## Exercise prompt
Summarize the poetry review below in two sentences.

━━━━━ Text for analysis ━━━━━

This poem, as well as the cover of the book with its colorful and impressionistic painting of a naked female torso minus one breast, are reminiscent of the type of New Age feminism that is best encapsulated by the popular poem “Warning,” by Jenny Joseph:

When I am an old woman, I shall wear purple
With a red hat which doesn’t go, and doesn’t suit me. […]
I shall go out in my slippers in the rain
And pick the flowers in other people’s gardens
And learn to spit.

Compare King’s One-Breasted Woman, “a lovely, lumpy, lopsided hag,” who

doesn’t care a stick anymore
how she, or anyone else, looks. […]
Down to her spreading hips falls
her wild, wavy gray mane,
yet she can be glimpsed at night
through candlelit panes trying on
ribbons and capes, enjoying jewels.

Although this aspect of contemporary women’s writing can be winning and may be empowering, it isn’t exactly original. However, as the book progresses, King’s individual voice quickly emerges and the reader is drawn into a companionable, humorous and wise presence.

Susan Deborah King has a keen appreciation of nature, and describes it skilfully, as in the poem “Passementerie,” which compares spring buds to sartorial frippery:

The trees are sprigged with mini-
gold-green pom-poms rah-rahing Spring,
hung with thousands of dangling tassels.

In “Tulips Dying,” a vase of flowers is ignored by a household too busy to look at them. They wilt,

their supple, slightly bended stems
sucking up darkening water in the vase,
soft green leaf spears arcing over the lip.
Their petals’ silken flesh dries and twists
to parchment, to husks. […]
It will be days before anyone notices
and in disgust absentmindedly tosses them
into dark plastic bags with moldy applesauce
to await the garbage truck’s uproarious jaws.

━━━━━ Source material ━━━━━

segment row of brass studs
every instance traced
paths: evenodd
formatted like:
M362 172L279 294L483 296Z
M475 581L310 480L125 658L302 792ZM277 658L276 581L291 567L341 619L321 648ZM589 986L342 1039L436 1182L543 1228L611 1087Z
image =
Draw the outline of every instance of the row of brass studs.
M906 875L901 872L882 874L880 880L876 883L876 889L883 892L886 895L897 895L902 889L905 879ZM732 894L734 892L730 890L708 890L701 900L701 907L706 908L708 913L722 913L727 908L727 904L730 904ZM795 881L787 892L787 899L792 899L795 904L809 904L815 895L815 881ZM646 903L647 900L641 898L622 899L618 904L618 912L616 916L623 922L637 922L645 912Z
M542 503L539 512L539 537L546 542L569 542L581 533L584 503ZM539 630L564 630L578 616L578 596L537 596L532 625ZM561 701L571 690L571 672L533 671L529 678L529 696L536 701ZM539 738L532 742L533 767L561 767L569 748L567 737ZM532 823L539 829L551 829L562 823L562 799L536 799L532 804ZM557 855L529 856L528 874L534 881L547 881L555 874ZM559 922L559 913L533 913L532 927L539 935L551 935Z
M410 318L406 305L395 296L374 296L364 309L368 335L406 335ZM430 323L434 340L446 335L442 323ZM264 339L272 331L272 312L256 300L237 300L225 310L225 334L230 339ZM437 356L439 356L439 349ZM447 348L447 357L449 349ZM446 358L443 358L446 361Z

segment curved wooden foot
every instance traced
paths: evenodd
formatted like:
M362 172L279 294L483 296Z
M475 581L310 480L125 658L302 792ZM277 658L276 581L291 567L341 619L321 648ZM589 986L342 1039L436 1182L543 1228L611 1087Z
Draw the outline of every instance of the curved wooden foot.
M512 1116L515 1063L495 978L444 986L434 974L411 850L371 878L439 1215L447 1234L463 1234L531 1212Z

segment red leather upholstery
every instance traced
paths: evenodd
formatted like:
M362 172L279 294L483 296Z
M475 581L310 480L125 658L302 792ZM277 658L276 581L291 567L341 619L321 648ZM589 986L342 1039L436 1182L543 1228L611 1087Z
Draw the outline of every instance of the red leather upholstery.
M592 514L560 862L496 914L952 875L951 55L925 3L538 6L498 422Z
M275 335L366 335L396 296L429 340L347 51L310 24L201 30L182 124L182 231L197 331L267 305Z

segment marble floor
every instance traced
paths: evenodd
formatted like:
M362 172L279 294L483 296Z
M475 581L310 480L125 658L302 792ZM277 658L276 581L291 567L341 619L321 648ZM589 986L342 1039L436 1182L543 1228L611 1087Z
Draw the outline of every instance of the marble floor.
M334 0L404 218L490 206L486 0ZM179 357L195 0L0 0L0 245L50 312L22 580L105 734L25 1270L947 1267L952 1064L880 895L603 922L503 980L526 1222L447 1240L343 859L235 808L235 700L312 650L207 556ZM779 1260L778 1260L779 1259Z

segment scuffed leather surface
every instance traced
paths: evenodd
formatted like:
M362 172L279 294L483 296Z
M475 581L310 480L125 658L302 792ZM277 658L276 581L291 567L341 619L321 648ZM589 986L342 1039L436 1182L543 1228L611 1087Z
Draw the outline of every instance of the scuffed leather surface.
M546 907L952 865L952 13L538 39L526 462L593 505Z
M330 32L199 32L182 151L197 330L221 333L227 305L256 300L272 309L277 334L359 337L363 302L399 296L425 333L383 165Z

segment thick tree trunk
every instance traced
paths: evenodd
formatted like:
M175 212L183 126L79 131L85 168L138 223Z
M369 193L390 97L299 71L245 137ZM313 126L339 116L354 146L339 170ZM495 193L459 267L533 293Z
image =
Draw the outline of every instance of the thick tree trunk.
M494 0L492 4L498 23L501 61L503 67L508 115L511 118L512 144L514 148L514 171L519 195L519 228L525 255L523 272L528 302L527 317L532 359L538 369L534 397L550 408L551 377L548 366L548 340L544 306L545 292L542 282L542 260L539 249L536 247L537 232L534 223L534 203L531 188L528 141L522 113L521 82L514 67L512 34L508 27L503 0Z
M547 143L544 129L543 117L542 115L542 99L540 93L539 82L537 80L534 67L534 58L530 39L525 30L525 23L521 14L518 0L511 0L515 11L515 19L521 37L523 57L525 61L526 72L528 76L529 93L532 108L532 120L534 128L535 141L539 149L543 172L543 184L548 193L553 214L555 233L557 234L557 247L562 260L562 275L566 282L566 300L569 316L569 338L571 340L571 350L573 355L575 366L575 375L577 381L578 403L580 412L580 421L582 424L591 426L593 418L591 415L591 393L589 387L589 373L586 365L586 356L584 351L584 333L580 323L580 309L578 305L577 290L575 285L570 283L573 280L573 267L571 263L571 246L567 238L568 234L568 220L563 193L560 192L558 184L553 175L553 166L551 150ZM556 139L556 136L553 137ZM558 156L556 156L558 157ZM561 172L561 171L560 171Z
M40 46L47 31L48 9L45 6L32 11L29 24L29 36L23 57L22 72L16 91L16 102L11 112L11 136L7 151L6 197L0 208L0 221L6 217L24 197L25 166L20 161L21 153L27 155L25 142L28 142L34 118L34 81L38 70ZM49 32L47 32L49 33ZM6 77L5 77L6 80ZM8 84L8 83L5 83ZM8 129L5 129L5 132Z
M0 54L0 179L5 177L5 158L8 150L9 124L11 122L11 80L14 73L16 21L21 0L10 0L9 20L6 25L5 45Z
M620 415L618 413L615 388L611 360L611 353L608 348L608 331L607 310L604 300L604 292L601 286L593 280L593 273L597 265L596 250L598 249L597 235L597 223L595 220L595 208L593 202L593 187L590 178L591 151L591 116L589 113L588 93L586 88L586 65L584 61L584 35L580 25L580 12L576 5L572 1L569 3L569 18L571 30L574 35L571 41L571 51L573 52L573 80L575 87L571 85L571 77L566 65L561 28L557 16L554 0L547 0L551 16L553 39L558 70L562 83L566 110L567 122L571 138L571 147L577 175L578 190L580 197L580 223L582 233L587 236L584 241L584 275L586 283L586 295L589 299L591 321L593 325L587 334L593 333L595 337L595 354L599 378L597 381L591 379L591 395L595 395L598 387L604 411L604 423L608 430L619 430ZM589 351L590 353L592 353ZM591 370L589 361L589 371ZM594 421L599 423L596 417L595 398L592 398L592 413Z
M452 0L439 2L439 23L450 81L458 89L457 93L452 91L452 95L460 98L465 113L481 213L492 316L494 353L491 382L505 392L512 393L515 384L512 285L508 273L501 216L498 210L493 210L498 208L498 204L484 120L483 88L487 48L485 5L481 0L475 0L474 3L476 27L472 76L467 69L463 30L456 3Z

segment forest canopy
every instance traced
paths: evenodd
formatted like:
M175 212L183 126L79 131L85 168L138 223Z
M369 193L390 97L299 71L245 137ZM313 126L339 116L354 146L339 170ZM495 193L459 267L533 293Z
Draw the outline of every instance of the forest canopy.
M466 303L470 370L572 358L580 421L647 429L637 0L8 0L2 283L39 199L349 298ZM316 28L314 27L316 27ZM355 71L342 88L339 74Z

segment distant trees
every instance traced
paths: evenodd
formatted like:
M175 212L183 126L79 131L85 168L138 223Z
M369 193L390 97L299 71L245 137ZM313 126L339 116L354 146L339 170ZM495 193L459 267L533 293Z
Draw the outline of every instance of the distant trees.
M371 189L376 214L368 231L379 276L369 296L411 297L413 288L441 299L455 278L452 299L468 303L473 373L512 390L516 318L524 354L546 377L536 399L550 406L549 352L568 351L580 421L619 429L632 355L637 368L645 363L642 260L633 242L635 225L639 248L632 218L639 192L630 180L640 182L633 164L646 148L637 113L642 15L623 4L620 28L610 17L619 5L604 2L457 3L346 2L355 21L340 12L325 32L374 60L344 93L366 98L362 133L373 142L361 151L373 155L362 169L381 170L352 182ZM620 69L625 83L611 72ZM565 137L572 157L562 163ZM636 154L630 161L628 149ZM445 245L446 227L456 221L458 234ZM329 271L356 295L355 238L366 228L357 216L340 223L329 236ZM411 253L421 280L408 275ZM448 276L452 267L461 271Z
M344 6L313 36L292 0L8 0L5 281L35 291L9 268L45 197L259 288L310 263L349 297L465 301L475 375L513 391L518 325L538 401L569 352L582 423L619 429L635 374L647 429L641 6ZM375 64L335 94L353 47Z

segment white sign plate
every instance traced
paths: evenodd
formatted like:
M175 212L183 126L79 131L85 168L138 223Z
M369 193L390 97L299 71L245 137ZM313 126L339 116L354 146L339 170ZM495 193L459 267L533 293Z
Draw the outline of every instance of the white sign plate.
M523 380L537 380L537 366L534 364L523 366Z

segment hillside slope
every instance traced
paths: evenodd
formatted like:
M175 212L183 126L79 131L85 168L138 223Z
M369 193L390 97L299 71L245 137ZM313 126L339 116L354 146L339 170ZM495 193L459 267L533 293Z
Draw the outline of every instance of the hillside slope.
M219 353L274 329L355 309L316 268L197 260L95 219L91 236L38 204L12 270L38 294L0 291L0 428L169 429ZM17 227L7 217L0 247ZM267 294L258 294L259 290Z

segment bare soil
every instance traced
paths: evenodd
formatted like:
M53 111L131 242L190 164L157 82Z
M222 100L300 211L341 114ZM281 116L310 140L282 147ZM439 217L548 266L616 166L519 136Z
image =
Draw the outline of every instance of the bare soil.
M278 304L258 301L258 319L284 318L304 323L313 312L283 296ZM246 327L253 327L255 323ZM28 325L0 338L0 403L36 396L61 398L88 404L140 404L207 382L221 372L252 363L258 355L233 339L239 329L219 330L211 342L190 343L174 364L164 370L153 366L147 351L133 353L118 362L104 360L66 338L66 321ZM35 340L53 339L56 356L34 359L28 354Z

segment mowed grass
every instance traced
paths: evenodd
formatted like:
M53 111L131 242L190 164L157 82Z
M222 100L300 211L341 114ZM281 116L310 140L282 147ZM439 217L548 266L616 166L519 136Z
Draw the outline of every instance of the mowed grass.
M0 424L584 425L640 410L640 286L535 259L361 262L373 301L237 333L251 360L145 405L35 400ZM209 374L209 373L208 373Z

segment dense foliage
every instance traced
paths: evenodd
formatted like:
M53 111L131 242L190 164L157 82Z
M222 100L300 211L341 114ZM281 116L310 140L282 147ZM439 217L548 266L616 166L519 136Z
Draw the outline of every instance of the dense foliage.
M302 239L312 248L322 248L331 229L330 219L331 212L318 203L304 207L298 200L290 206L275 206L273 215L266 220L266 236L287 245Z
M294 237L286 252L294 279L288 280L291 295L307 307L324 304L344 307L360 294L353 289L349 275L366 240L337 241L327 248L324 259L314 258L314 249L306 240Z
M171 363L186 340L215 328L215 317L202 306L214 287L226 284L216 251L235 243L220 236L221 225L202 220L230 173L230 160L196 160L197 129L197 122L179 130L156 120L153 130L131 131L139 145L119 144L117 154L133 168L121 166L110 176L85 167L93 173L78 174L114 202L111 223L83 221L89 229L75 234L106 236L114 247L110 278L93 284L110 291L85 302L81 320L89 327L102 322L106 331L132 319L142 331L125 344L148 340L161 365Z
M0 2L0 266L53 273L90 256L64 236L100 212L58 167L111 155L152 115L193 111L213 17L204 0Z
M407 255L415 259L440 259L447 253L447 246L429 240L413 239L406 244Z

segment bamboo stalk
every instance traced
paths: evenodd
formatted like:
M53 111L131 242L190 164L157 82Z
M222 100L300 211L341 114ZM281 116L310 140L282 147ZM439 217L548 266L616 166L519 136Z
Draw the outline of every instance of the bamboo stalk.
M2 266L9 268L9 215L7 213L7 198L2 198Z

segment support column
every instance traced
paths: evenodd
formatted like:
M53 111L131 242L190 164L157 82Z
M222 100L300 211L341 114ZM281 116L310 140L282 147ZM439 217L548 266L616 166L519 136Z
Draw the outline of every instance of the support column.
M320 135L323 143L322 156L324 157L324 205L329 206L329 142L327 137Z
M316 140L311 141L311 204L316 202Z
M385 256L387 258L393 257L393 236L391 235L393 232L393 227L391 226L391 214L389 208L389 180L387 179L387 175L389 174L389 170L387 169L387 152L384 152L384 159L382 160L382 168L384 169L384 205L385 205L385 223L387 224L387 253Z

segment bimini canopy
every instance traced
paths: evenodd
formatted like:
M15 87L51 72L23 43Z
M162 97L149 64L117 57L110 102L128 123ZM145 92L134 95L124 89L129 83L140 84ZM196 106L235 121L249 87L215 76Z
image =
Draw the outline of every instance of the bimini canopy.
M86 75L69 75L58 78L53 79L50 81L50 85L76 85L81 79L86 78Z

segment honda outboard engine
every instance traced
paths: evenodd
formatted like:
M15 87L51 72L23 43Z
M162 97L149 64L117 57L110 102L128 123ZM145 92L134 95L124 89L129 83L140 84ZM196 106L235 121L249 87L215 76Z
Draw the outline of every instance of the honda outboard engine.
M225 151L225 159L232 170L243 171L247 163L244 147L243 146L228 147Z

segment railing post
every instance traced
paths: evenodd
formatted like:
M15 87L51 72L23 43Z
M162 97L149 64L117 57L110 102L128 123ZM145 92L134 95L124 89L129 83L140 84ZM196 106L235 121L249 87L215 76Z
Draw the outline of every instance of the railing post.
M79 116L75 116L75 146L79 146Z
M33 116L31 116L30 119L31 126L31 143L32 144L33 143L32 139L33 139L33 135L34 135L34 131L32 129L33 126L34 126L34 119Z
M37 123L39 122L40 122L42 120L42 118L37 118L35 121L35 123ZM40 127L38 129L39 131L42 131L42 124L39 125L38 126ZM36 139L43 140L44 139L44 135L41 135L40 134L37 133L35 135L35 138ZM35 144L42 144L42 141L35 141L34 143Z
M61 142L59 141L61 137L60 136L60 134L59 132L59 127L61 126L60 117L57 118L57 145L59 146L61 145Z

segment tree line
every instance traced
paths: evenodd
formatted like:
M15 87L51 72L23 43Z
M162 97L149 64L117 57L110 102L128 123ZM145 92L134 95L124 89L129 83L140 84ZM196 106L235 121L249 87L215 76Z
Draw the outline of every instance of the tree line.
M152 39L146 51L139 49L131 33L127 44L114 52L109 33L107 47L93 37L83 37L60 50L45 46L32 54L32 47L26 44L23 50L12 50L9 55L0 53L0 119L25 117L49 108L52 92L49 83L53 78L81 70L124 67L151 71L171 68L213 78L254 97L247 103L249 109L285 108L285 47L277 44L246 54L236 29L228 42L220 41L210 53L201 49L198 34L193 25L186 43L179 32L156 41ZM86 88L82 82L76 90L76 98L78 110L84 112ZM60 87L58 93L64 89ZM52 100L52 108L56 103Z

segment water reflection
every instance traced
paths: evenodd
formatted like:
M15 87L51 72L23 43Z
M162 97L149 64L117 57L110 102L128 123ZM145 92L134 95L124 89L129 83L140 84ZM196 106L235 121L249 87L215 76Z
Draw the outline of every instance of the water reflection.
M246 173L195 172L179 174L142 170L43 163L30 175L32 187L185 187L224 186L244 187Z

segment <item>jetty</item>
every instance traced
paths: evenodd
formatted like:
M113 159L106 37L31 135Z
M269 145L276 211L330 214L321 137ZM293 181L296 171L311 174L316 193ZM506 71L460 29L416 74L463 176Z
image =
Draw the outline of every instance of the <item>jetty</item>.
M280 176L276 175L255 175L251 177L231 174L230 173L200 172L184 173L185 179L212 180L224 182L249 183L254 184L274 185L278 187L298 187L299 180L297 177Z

━━━━━

## Task answer
The review finds that one of Susan Deborah King's poems and the book's cover recall a New Age feminism like that of Jenny Joseph's "Warning," which is winning but not original, though King's own companionable, humorous and wise voice soon emerges as the book goes on. It also praises her skill in describing nature, citing "Passementerie," which likens spring buds to sartorial frippery, and "Tulips Dying," in which a vase of flowers wilts unnoticed by a busy household.